What the exercise asks: Reproduce word for word everything in the entries below from the line containing "to the tall" down to the line containing "pixel 573 341", including both of those lines. Copy nothing outside that range.

- - - -

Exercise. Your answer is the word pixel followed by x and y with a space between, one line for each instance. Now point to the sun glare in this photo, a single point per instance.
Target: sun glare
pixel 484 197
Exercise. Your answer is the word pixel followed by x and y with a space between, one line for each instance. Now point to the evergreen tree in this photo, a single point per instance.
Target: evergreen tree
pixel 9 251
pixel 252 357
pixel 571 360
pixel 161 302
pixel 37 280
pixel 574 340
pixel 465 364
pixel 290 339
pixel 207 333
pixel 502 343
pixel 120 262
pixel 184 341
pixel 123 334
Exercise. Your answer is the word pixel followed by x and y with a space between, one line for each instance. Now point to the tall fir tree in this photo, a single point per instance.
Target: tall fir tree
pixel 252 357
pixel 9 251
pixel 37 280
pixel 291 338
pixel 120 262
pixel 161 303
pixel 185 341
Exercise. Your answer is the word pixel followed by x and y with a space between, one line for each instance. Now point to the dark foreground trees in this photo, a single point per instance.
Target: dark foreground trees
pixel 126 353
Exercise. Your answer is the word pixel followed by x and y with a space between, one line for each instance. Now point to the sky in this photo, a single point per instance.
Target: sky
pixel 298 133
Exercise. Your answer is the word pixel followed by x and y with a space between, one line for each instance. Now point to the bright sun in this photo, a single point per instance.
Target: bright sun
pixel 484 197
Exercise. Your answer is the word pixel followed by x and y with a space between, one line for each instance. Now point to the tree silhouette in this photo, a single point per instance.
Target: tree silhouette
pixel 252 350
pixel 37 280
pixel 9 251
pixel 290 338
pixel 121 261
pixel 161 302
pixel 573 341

- - - -

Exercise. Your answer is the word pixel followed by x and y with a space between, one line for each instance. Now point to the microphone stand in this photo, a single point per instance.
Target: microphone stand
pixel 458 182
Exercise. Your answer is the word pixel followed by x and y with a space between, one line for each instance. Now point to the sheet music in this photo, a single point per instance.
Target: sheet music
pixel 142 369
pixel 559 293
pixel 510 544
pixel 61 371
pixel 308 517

- - - -

Exercise output:
Exercise. Your answer is the word pixel followed by x and y with a space between, one line for each instance. Now point to the tall fir tree in this photo, a single point per instance.
Target: tall fir tree
pixel 252 357
pixel 9 251
pixel 37 280
pixel 291 338
pixel 120 262
pixel 161 303
pixel 185 341
Exercise. Your answer is the word pixel followed by x and y with a space between, one line for each instance. Now point to the dark foreground trees in this photo, a single point per instance.
Target: dark foreground trees
pixel 126 353
Exercise. Your answer is the word pixel followed by x and y with a space between, one line for each instance. Now point to the sky in this photo, a single point per instance.
Target: sky
pixel 298 133
Exercise. Your answer is the word pixel followed by x and y with a space between, one line for each instance. Now point to the bright sun in this photo, a single point per instance.
Target: bright sun
pixel 484 197
Exercise. Your answer is the word pixel followed by x and y with a space between, one line for each instance. Now point to the tree silhouette in this photo, a single point per instance.
Target: tree silhouette
pixel 252 350
pixel 37 280
pixel 9 251
pixel 290 338
pixel 121 261
pixel 161 302
pixel 573 341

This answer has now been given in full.